DESCRIÇÃO DA TAREFA | Copie na íntegra, sem nenhuma alteração, o trecho sobre as hipóteses eleitorais do PSOL.

TRECHO DO TEXTO |
-----

A primeira hipótese é a do lançamento da candidatura própria do PSOL e o apoio ao mal menor no segundo turno. A hipótese de candidatura própria permite ao PSOL apresentar seu programa, mostrar com suas palavras as razões pelas quais Bolsonaro não pode governar, etcétera, além de ajudar na eleição de deputados e permitir ao partido superar a cláusula de barreira. Se postular como uma alternativa é sempre uma necessidade. Com nosso tempo próprio de TV e rádio, nossas figuras podem contribuir com argumentos para se somar na luta contra a extrema direita a partir de uma perspectiva crítica ao regime democrático burguês em decadência e de uma localização independente das posições que aceitaram gerenciar a máquina capitalista. Não se precisa usar muitos argumentos que tal tática nos facilita para obter a votação necessária para defender o partido contra suas tentativas de exclusão da legalidade via cláusula de barreira. Tal tática também tem melhores condições para que o partido dialogue com parte de sua própria base já conquistada e busque atrair setores populares que estão descontentes com todos, base de massas dos votos nulos e das abstenções atuais.

Na segunda hipótese, defendemos a unidade de quem, formalmente, no âmbito do Congresso Nacional se declara oposição ao governo. Neste leque, entram o PT, PDT, PSB, PC do B, Rede, além dos partidos que se reivindicam revolucionários e não têm representação parlamentar, PSTU, PCB e UP. Cabe ao PSOL defender a unidade deste campo no terreno eleitoral. Esta é uma definição tática de uma situação excepcional marcada pela necessidade de derrotar a extrema direita. Mas é mais do que isso. A batalha para derrotar a extrema direita poderia ser no segundo turno, no caso provável de Bolsonaro estar nele. Estamos trabalhando com essa hipótese. Como a eleição tem dois turnos, no segundo turno nos somamos no apoio eleitoral com quem for contra Bolsonaro.

-----

INFORMAÇÕES FORNECIDAS |
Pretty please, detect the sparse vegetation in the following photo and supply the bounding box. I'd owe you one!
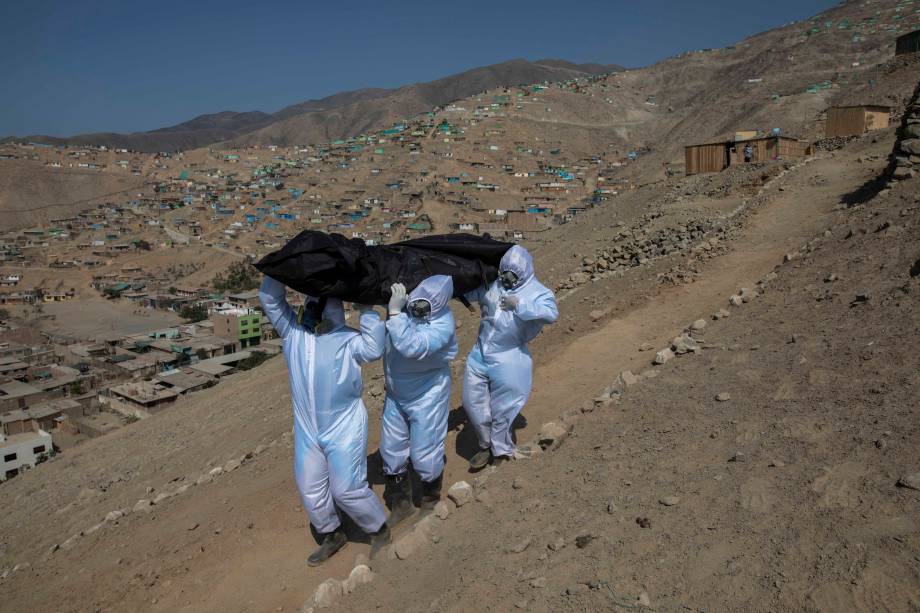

-----

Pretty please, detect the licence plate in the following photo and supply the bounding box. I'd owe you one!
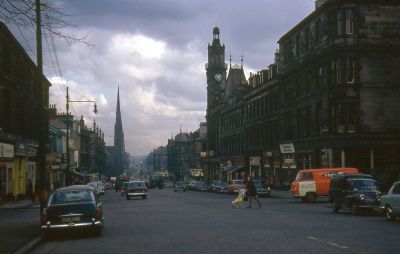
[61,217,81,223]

-----

RESULTADO CORRETO |
A primeira hipótese é a do lançamento da candidatura própria do PSOL e o apoio ao mal menor no segundo turno. A hipótese de candidatura própria permite ao PSOL apresentar seu programa, mostrar com suas palavras as razões pelas quais Bolsonaro não pode governar, etcétera, além de ajudar na eleição de deputados e permitir ao partido superar a cláusula de barreira. Se postular como uma alternativa é sempre uma necessidade. Com nosso tempo próprio de TV e rádio, nossas figuras podem contribuir com argumentos para se somar na luta contra a extrema direita a partir de uma perspectiva crítica ao regime democrático burguês em decadência e de uma localização independente das posições que aceitaram gerenciar a máquina capitalista. Não se precisa usar muitos argumentos que tal tática nos facilita para obter a votação necessária para defender o partido contra suas tentativas de exclusão da legalidade via cláusula de barreira. Tal tática também tem melhores condições para que o partido dialogue com parte de sua própria base já conquistada e busque atrair setores populares que estão descontentes com todos, base de massas dos votos nulos e das abstenções atuais.

Na segunda hipótese, defendemos a unidade de quem, formalmente, no âmbito do Congresso Nacional se declara oposição ao governo. Neste leque, entram o PT, PDT, PSB, PC do B, Rede, além dos partidos que se reivindicam revolucionários e não têm representação parlamentar, PSTU, PCB e UP. Cabe ao PSOL defender a unidade deste campo no terreno eleitoral. Esta é uma definição tática de uma situação excepcional marcada pela necessidade de derrotar a extrema direita. Mas é mais do que isso. A batalha para derrotar a extrema direita poderia ser no segundo turno, no caso provável de Bolsonaro estar nele. Estamos trabalhando com essa hipótese. Como a eleição tem dois turnos, no segundo turno nos somamos no apoio eleitoral com quem for contra Bolsonaro.